MATERIALS PROVIDED ::
——————
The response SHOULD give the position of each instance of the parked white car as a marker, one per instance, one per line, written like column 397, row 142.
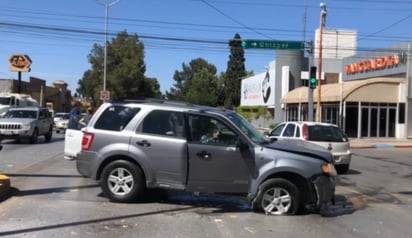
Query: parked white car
column 26, row 123
column 327, row 135
column 61, row 120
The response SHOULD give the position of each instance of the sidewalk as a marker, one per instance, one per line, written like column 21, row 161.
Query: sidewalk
column 368, row 143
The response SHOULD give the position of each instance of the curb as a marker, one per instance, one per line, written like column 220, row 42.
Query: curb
column 380, row 146
column 4, row 185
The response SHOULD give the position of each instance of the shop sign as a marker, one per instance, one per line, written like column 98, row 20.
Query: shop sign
column 373, row 64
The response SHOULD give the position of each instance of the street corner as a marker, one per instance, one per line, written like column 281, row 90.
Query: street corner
column 4, row 186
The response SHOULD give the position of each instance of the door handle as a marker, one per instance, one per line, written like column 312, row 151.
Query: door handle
column 143, row 143
column 204, row 154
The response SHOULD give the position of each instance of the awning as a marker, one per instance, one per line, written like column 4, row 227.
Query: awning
column 366, row 90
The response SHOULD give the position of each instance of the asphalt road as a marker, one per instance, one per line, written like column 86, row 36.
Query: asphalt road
column 50, row 199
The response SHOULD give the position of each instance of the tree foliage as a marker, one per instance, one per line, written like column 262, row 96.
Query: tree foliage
column 196, row 83
column 235, row 71
column 125, row 70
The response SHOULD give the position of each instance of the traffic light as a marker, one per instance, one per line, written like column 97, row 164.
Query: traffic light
column 312, row 78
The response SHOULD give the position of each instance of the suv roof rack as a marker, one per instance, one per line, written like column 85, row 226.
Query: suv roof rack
column 153, row 100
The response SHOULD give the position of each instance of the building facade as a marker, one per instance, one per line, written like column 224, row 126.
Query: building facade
column 367, row 94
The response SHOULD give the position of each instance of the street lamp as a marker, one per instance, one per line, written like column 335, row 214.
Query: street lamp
column 106, row 7
column 321, row 25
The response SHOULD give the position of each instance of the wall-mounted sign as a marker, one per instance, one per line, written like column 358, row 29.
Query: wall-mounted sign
column 373, row 64
column 19, row 63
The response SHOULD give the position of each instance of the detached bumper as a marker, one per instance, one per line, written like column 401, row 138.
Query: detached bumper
column 324, row 189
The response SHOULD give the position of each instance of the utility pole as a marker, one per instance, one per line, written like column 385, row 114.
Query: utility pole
column 321, row 25
column 106, row 15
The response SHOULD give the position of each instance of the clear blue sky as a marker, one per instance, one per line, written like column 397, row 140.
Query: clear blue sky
column 59, row 34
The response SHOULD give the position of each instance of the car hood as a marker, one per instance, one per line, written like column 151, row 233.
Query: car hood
column 302, row 147
column 16, row 120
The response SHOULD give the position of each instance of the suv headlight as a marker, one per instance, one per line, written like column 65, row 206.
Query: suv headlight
column 329, row 168
column 25, row 126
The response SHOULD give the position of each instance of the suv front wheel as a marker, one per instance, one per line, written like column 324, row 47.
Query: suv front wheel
column 277, row 197
column 122, row 181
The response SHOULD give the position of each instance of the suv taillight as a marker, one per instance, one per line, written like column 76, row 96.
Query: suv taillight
column 305, row 132
column 87, row 140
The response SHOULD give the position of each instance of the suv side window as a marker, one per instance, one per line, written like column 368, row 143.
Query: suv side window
column 209, row 130
column 277, row 130
column 289, row 130
column 115, row 118
column 41, row 114
column 164, row 123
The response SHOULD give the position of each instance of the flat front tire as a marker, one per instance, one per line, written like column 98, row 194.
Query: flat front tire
column 277, row 197
column 122, row 181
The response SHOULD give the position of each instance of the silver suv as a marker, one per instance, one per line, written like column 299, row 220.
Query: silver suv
column 26, row 123
column 132, row 145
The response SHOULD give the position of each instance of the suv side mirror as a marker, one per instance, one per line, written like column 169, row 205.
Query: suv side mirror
column 241, row 144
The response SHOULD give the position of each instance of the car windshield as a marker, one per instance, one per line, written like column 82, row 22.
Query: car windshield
column 326, row 133
column 20, row 114
column 247, row 128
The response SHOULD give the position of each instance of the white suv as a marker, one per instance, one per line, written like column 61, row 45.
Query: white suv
column 327, row 135
column 26, row 123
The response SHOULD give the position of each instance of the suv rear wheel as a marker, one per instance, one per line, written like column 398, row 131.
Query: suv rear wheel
column 122, row 181
column 34, row 137
column 342, row 168
column 277, row 197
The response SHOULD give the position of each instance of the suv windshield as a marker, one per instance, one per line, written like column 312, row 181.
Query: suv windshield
column 247, row 128
column 20, row 114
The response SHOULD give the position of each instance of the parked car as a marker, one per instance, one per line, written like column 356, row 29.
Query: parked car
column 26, row 123
column 326, row 135
column 134, row 145
column 61, row 120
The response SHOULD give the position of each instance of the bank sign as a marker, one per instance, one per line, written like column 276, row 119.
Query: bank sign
column 258, row 90
column 375, row 64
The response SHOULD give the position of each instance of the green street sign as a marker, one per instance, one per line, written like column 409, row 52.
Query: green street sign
column 272, row 44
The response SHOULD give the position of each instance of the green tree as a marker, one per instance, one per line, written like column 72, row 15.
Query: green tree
column 235, row 71
column 125, row 72
column 203, row 89
column 184, row 80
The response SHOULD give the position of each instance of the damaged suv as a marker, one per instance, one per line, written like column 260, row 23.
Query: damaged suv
column 134, row 145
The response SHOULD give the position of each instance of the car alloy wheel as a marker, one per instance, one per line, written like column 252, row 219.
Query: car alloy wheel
column 277, row 197
column 122, row 181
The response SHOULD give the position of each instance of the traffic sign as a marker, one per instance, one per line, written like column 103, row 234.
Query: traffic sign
column 272, row 44
column 104, row 95
column 19, row 63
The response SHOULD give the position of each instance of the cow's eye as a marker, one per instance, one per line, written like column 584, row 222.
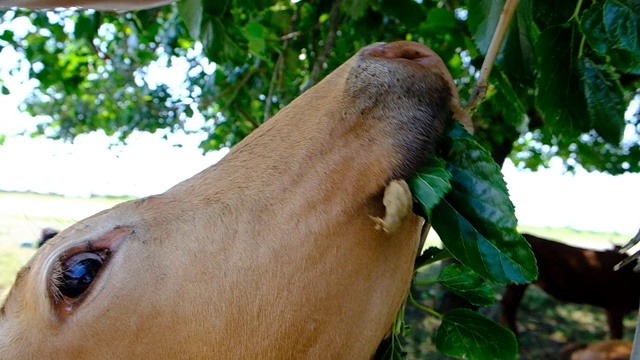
——————
REQUIRED WORK ::
Set out the material once more, exact in every line, with no images.

REPLY TO THE EXERCISE ::
The response SHOULD give the position of each instance of the parked white car as a marker, one per instance, one per line, written like column 397, row 142.
Query: parked white car
column 26, row 123
column 327, row 135
column 61, row 120
The response SHOULD give the position of each instance of the sidewalk as a marker, one per instance, one per line, written like column 21, row 161.
Query: sidewalk
column 368, row 143
The response SHOULD give the position of each instance of the curb as a marker, one per instance, one per line, written like column 220, row 42.
Query: curb
column 380, row 146
column 4, row 185
The response SHOULD give the position of each instance of the shop sign as a marker, one per instance, one per line, written like column 98, row 20.
Query: shop sign
column 373, row 64
The response SHOULD give the position of each instance of the street corner as a marker, one per instance, one per line, written like column 281, row 90.
Query: street corner
column 4, row 186
The response SHOULD give the position of each instance of the door handle as a marker, one per instance, one per line, written like column 312, row 151.
Query: door handle
column 143, row 143
column 204, row 154
The response SHOULD give the position of each instance of the awning as a marker, one per instance, one per line, written like column 4, row 227.
Query: awning
column 366, row 90
The response SHOULD give the position of each instance of the asphalt road as a marker, one per instance, one per line, written like column 86, row 36.
Query: asphalt road
column 50, row 199
The response SHOULD give the position of each instance of the tree foliage as a marker, one per instance, one per line, written like column 262, row 96.
Query: tree foliage
column 196, row 83
column 235, row 71
column 125, row 70
The response SHOULD give the position of each instance of the traffic light as a marker, one per instance, one per line, written like column 97, row 164.
Query: traffic light
column 312, row 78
The response SHOULD give the position of each instance of the suv roof rack as a marker, one per instance, one per line, written like column 85, row 226.
Query: suv roof rack
column 153, row 100
The response SHOULD give the position of each instance of the building facade as a marker, one per instance, one per line, written like column 224, row 126.
Query: building facade
column 367, row 94
The response SHOULD give the position of each instance of the street lamp as a marker, one per instance, one per line, written like column 335, row 214.
Query: street lamp
column 106, row 7
column 321, row 25
The response SHOULD give the position of each instance of the wall-mounted sign as a marker, one per instance, one per line, written like column 358, row 29.
Query: wall-mounted sign
column 373, row 64
column 19, row 63
The response SHOULD give the position of each instance of the detached bumper as a marker, one per instance, one per line, written like column 401, row 138.
Query: detached bumper
column 324, row 189
The response SHOULD give the position of each instance of the utility pole as a marker, one per instance, one per line, written like column 385, row 114.
Query: utility pole
column 321, row 25
column 106, row 15
The response SHOULD give the position of each instance of the clear blue sky as a marker, one per instance, one per line, written like column 397, row 140.
Query: clear blue sky
column 59, row 34
The response SHOULD give the position of each instance of the car hood as a marker, one per instance, one per line, written like column 151, row 233.
Query: car hood
column 302, row 147
column 16, row 120
The response SHOULD give the position of each instance of the suv headlight as a marker, one per instance, one per line, written like column 65, row 206.
Query: suv headlight
column 329, row 168
column 25, row 126
The response SHOULD give the position of each instance of the suv front wheel as a marker, one per instance, one per line, written like column 324, row 47.
Query: suv front wheel
column 277, row 197
column 122, row 181
The response SHOULD give the position of each instance of the suv taillight as a marker, one per instance, one per line, written like column 76, row 96.
Query: suv taillight
column 305, row 132
column 87, row 140
The response SHOULD give the position of each instance of the suv side window as a marker, one per instance, one per line, written like column 368, row 143.
Query: suv side window
column 209, row 130
column 277, row 130
column 289, row 130
column 115, row 118
column 41, row 114
column 164, row 123
The response SHOULD give the position of each instance of the flat front tire as a marker, one per instance, one per line, written like column 98, row 194.
Query: flat front tire
column 277, row 197
column 122, row 181
The response SHOULD give the position of each instance of the silver suv as a marker, one per instance, one per line, written like column 299, row 220.
Query: silver suv
column 26, row 123
column 132, row 145
The response SHOULD give the position of each instance of the suv side mirror as a marker, one per instance, one per line, written like column 169, row 205.
Query: suv side mirror
column 241, row 144
The response SHOULD give the position of each instance of the car windshield as a marker, one per instance, one per line, written like column 82, row 22.
Query: car windshield
column 326, row 133
column 20, row 114
column 247, row 128
The response SHOULD give the position of each instance of the white suv as a marker, one per instance, one per line, written like column 61, row 45.
Query: white suv
column 327, row 135
column 26, row 123
The response SHOULD give the position of each instance of the suv rear wheel as a marker, one per instance, one per line, written like column 398, row 131.
Query: suv rear wheel
column 122, row 181
column 34, row 137
column 342, row 168
column 277, row 197
The response SHOULD give the position of each instance of the suv windshield as a marker, one per instance, one per line, written like column 312, row 181.
Query: suv windshield
column 247, row 128
column 20, row 114
The response SHOULD give the position of each instance of the parked car as a marker, one per instance, one per line, written like column 356, row 29.
Query: parked car
column 26, row 123
column 326, row 135
column 134, row 145
column 61, row 120
The response SHOULD give the position of each instance of the bank sign as a marker, one per instance, one per line, written like column 276, row 119.
Query: bank sign
column 258, row 90
column 375, row 64
The response SHOULD give the position of each instance of the green street sign as a marker, one per instance, one per line, written like column 409, row 52.
Query: green street sign
column 272, row 44
The response SHOULD give the position of each instance of the green tree as a marker, one per instance, one per line, written like column 72, row 15.
Query: green tree
column 235, row 71
column 125, row 72
column 203, row 89
column 184, row 80
The response SHOULD give the position of each instance of the damaged suv as a marker, one per instance, one per line, written like column 260, row 23.
Query: damaged suv
column 134, row 145
The response SHOULD give the position of each instance of the car alloy wheel as a marker, one per instance, one per line, written like column 252, row 219.
Query: car alloy wheel
column 277, row 197
column 122, row 181
The response SHOULD give the position of each instance of the traffic sign as a marker, one per instance, one per line, written like column 103, row 234.
Query: traffic sign
column 272, row 44
column 104, row 95
column 19, row 63
The response SHOULD give the position of each instance of the cow's eye as a marker, one per instance, one per line, written like column 584, row 222.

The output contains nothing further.